§ **SOURCE MATERIAL**:
****

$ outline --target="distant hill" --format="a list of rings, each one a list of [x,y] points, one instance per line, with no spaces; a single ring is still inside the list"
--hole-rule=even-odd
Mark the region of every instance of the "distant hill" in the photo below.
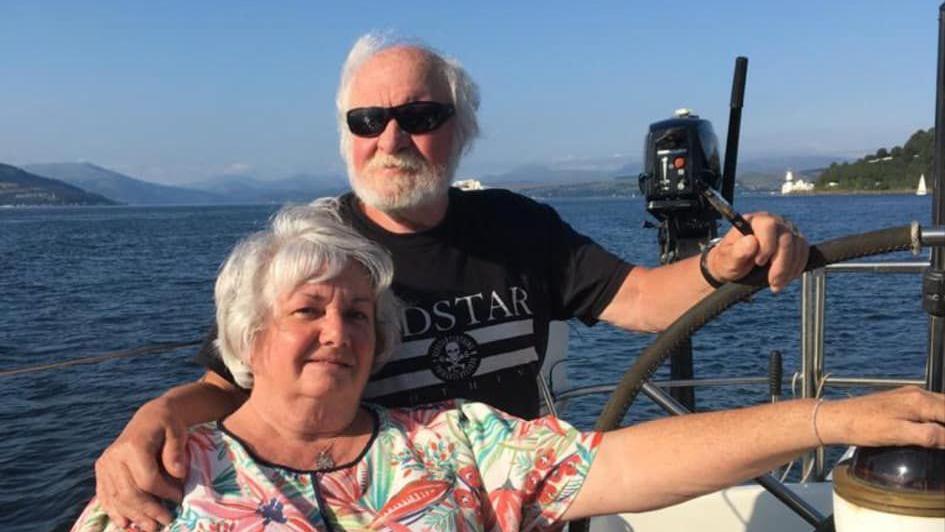
[[[92,163],[31,164],[23,168],[129,205],[228,205],[307,202],[348,189],[340,175],[296,174],[264,180],[221,175],[186,186],[151,183]]]
[[[738,173],[777,175],[784,180],[784,173],[793,169],[796,174],[798,171],[815,172],[816,170],[803,170],[804,168],[826,168],[830,163],[836,161],[847,161],[850,157],[846,155],[768,155],[765,157],[739,157]]]
[[[836,155],[770,155],[748,157],[738,162],[736,186],[750,191],[780,191],[784,174],[790,169],[796,179],[816,181],[831,163],[846,160]]]
[[[23,168],[34,174],[59,179],[129,205],[225,203],[225,199],[217,194],[149,183],[91,163],[29,164]]]
[[[808,181],[815,179],[822,168],[842,159],[836,155],[770,155],[743,157],[738,162],[736,185],[745,190],[770,191],[781,188],[784,173],[794,169],[797,177]],[[508,172],[487,174],[479,177],[487,186],[500,186],[514,190],[528,190],[529,194],[540,189],[545,196],[570,195],[617,195],[638,194],[637,176],[643,169],[639,160],[623,157],[580,161],[581,165],[565,162],[561,164],[522,165]],[[568,166],[570,164],[570,166]],[[809,170],[798,170],[807,168]],[[621,183],[612,183],[618,180]],[[627,185],[627,181],[630,182]],[[613,188],[613,190],[609,189]]]
[[[587,183],[517,186],[519,193],[533,198],[635,197],[640,195],[636,180],[610,179]]]
[[[919,176],[932,178],[934,128],[919,130],[902,146],[880,148],[852,163],[833,163],[817,179],[817,190],[915,190]]]
[[[106,197],[90,194],[68,183],[0,163],[0,205],[114,204],[114,201]]]
[[[619,168],[560,168],[553,165],[527,164],[501,174],[489,174],[479,178],[490,186],[524,189],[537,186],[575,185],[607,181],[616,177]]]
[[[348,190],[348,181],[335,174],[295,174],[277,180],[262,180],[251,175],[221,175],[189,186],[221,196],[226,203],[279,204],[335,196]]]
[[[745,190],[778,190],[784,182],[784,172],[742,172],[735,176],[736,185]]]
[[[788,168],[796,167],[786,166],[784,169],[779,171],[749,171],[741,173],[735,178],[735,186],[752,192],[780,191],[781,185],[784,184],[784,175]],[[794,170],[794,178],[803,179],[807,182],[814,182],[817,180],[817,177],[823,173],[823,171],[823,168]]]

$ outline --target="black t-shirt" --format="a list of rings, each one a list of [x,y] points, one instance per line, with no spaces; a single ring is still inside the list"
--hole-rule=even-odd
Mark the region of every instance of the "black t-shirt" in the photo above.
[[[535,417],[549,322],[596,323],[632,268],[551,207],[505,190],[450,189],[444,220],[411,234],[375,225],[353,194],[341,204],[391,252],[405,303],[403,343],[364,393],[385,406],[462,397]],[[212,349],[197,360],[228,375]]]

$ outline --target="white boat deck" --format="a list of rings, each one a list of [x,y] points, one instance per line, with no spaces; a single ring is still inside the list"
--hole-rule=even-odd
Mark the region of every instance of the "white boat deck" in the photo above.
[[[788,484],[823,515],[833,511],[832,484]],[[591,532],[795,532],[813,530],[758,485],[736,486],[653,512],[596,517]]]

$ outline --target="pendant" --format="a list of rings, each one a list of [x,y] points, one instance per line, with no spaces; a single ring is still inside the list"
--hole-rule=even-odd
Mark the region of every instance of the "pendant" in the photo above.
[[[325,469],[333,469],[335,467],[335,461],[328,452],[329,450],[330,449],[324,449],[318,453],[318,457],[315,458],[316,470],[324,471]]]

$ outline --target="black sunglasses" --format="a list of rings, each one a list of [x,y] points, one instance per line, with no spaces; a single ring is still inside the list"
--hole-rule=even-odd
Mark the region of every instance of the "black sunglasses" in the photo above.
[[[411,135],[429,133],[453,116],[450,103],[410,102],[395,107],[358,107],[348,111],[348,129],[359,137],[376,137],[393,118],[400,129]]]

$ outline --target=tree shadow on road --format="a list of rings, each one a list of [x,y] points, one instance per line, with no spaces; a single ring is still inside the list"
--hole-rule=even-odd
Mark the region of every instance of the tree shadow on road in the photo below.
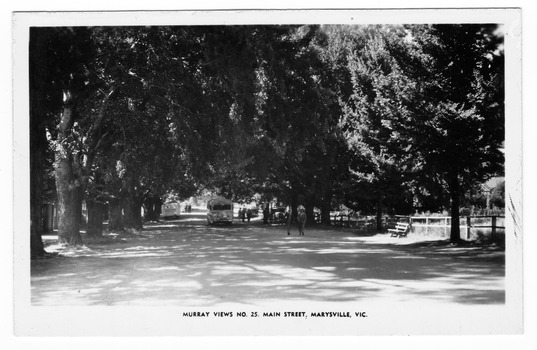
[[[293,233],[255,224],[155,223],[121,244],[32,261],[32,303],[505,302],[499,248],[406,243],[324,228]]]

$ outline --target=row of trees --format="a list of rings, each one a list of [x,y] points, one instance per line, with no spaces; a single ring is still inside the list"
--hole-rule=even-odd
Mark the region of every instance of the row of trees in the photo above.
[[[503,52],[490,25],[32,28],[32,253],[141,228],[165,193],[451,205],[502,171]],[[54,184],[47,174],[54,178]],[[47,185],[48,184],[48,185]],[[55,185],[55,186],[54,186]]]

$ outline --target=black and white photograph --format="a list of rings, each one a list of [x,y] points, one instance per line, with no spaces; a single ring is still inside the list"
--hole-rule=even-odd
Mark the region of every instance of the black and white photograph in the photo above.
[[[523,334],[520,9],[13,38],[16,335]]]

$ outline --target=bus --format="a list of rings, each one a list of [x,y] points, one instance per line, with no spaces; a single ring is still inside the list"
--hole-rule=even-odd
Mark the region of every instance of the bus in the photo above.
[[[171,202],[162,205],[160,216],[163,219],[177,219],[181,215],[181,203]]]
[[[207,201],[207,223],[214,225],[217,223],[233,223],[233,202],[226,198],[212,198]]]

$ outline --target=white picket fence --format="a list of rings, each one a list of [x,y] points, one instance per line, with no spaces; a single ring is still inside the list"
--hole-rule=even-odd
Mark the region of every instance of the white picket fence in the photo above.
[[[472,229],[490,229],[491,236],[495,236],[498,229],[505,229],[503,219],[505,219],[504,216],[497,215],[461,216],[461,232],[466,233],[466,239],[470,238]],[[376,217],[374,216],[347,216],[338,213],[331,215],[330,221],[332,225],[341,227],[373,230],[376,227]],[[432,230],[438,232],[438,229],[441,229],[447,235],[451,230],[450,216],[382,216],[382,225],[385,228],[394,226],[398,221],[410,222],[413,228],[423,228],[425,234]]]
[[[409,217],[412,227],[424,227],[427,234],[429,229],[443,228],[447,234],[451,230],[450,216],[411,216]],[[490,229],[491,236],[495,236],[498,229],[505,229],[499,225],[504,216],[480,215],[480,216],[461,216],[460,227],[466,232],[466,239],[470,238],[472,229]]]

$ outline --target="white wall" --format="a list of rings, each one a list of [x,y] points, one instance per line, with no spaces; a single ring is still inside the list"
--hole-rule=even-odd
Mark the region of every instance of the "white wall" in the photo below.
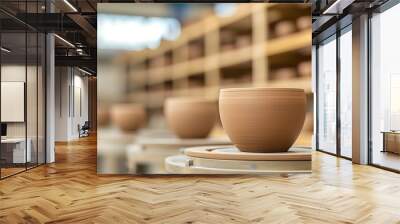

****

§ **WORK TASK**:
Omit all images when repeating the data above exactly.

§ **FINISHED EXERCISE**:
$ outline --target="distant hill" --format="a list of rings, each one a list of [x,y] points, one instance per line, with no spaces; a single ring is still inside the list"
--hole-rule=even-odd
Mark the region of every instance of the "distant hill" in the photo below.
[[[92,163],[31,164],[23,168],[129,205],[228,205],[307,202],[348,189],[340,175],[296,174],[264,180],[221,175],[186,186],[151,183]]]
[[[738,173],[777,175],[784,180],[784,173],[793,169],[796,174],[798,171],[815,172],[816,170],[803,170],[804,168],[826,168],[830,163],[836,161],[847,161],[850,157],[846,155],[768,155],[765,157],[739,157]]]
[[[836,155],[770,155],[748,157],[738,162],[736,186],[750,191],[780,191],[784,174],[790,169],[796,179],[816,181],[831,163],[846,160]]]
[[[23,168],[34,174],[59,179],[129,205],[225,203],[225,199],[217,194],[149,183],[91,163],[29,164]]]
[[[808,181],[815,179],[822,168],[842,159],[836,155],[770,155],[743,157],[738,162],[736,185],[745,190],[770,191],[781,188],[784,173],[794,169],[797,177]],[[508,172],[487,174],[479,177],[487,186],[500,186],[514,190],[528,190],[529,194],[540,189],[545,196],[570,195],[617,195],[638,194],[637,176],[643,169],[639,160],[623,157],[580,161],[581,165],[565,162],[561,164],[522,165]],[[568,166],[570,164],[570,166]],[[809,170],[798,170],[807,168]],[[621,183],[612,183],[618,180]],[[627,185],[627,181],[630,182]],[[613,188],[613,190],[609,189]]]
[[[587,183],[517,186],[519,193],[533,198],[635,197],[640,195],[636,180],[610,179]]]
[[[919,176],[932,178],[934,128],[919,130],[902,146],[880,148],[852,163],[833,163],[817,179],[817,190],[915,190]]]
[[[106,197],[90,194],[68,183],[0,163],[0,205],[114,204],[114,201]]]
[[[619,168],[560,168],[553,165],[527,164],[501,174],[489,174],[479,178],[490,186],[524,189],[537,186],[575,185],[607,181],[616,177]]]
[[[348,190],[348,181],[335,174],[295,174],[277,180],[262,180],[251,175],[221,175],[189,186],[221,196],[226,203],[279,204],[335,196]]]
[[[745,190],[778,190],[784,182],[784,172],[742,172],[735,176],[736,185]]]
[[[788,168],[796,167],[786,166],[784,169],[779,171],[749,171],[741,173],[735,178],[735,186],[752,192],[780,191],[781,185],[784,184],[784,175]],[[794,170],[794,178],[803,179],[807,182],[814,182],[817,180],[817,177],[823,173],[823,171],[823,168]]]

$ outline --target="black t-shirt" --format="a list of rings, each one a list of [x,y] points, one instance per line, with no spaces; a single ring is still inside the list"
--hole-rule=even-odd
Mark the region of every instance of the "black t-shirt" in the photo above.
[[[535,417],[549,322],[596,323],[632,268],[551,207],[505,190],[450,189],[444,220],[411,234],[375,225],[353,194],[341,204],[391,252],[405,303],[403,343],[364,393],[385,406],[462,397]],[[212,349],[197,360],[228,375]]]

$ outline --target="white boat deck" --format="a list of rings, each one a list of [x,y] points, one instance per line, with no spaces; a single ring is still inside the list"
--hole-rule=even-odd
Mark the region of every instance of the "white boat deck" in the photo above.
[[[788,484],[823,515],[833,511],[832,484]],[[591,532],[795,532],[813,530],[758,485],[736,486],[653,512],[596,517]]]

$ outline --target="pendant" --format="a list of rings, each one a list of [x,y] points, one instance per line, with no spaces; a single ring is still inside the list"
--hole-rule=even-odd
Mark the region of every instance of the "pendant" in the photo above.
[[[325,469],[333,469],[335,467],[335,461],[328,452],[329,450],[330,449],[324,449],[318,453],[318,457],[315,458],[316,470],[324,471]]]

$ outline --target="black sunglasses" --format="a list of rings, each one a list of [x,y] points, one instance per line, with no spaces; a single ring is still inside the list"
--hole-rule=even-odd
Mark the region of every instance of the "black sunglasses" in the photo above.
[[[411,135],[429,133],[453,116],[450,103],[410,102],[395,107],[358,107],[348,111],[348,129],[359,137],[376,137],[393,118],[400,129]]]

$ outline --target=tree shadow on road --format="a list of rings, each one a list of [x,y] points, one instance per line, with no spaces; a single ring is still inside the list"
--hole-rule=even-odd
Mark the region of every instance of the tree shadow on road in the photo below.
[[[293,233],[255,224],[155,223],[121,244],[32,261],[32,303],[505,302],[499,248],[406,243],[324,228]]]

$ outline --target=row of trees --format="a list of rings, each one a list of [x,y] points, one instance per line, with no spaces; a single ring is still inside the list"
--hole-rule=even-odd
Mark the region of every instance of the row of trees in the photo above.
[[[503,52],[490,25],[32,28],[32,253],[141,228],[165,193],[451,205],[502,171]],[[54,184],[47,174],[54,178]],[[47,185],[48,184],[48,185]],[[55,185],[55,186],[54,186]]]

$ outline --target=black and white photograph --format="a list of rings, each one a list of [x,y] points, one instance per line, with no spaces; a single ring is still inside the list"
--hole-rule=even-odd
Mark the region of every instance of the black and white photograph in the photo above.
[[[523,334],[520,9],[13,38],[16,335]]]

$ outline --target=bus --format="a list of rings, each one a list of [x,y] points, one instance per line, with no spaces; a single ring is still inside the list"
--hole-rule=even-odd
Mark the region of every instance of the bus in the photo above.
[[[171,202],[162,205],[160,216],[163,219],[177,219],[181,215],[181,203]]]
[[[207,201],[207,223],[214,225],[217,223],[233,223],[233,202],[226,198],[212,198]]]

$ outline --target=white picket fence --format="a list of rings, each one a list of [x,y] points, one instance per line, with no spaces; a single ring is still inside the list"
--hole-rule=even-odd
Mark the region of every instance of the white picket fence in the photo above.
[[[472,229],[490,229],[491,236],[495,236],[498,229],[505,229],[503,219],[505,219],[504,216],[497,215],[461,216],[461,232],[466,233],[466,239],[470,238]],[[376,217],[374,216],[347,216],[338,213],[331,215],[330,221],[332,225],[341,227],[373,230],[376,227]],[[432,230],[438,232],[438,229],[441,229],[447,235],[451,230],[450,216],[382,216],[382,225],[385,228],[394,226],[398,221],[410,222],[413,228],[423,228],[425,234]]]
[[[409,217],[412,227],[424,227],[427,234],[429,229],[443,228],[447,234],[451,230],[450,216],[411,216]],[[490,229],[491,236],[495,236],[498,229],[505,229],[499,225],[504,216],[480,215],[480,216],[461,216],[460,227],[466,232],[466,239],[470,238],[472,229]]]

$ outline --target="white wall" --format="a list of rings, each one a list of [x,y] points, one instance per line, with no spaces; a single ring is still inside the list"
--hole-rule=even-odd
Mark the region of every instance of the "white wall" in the photo below.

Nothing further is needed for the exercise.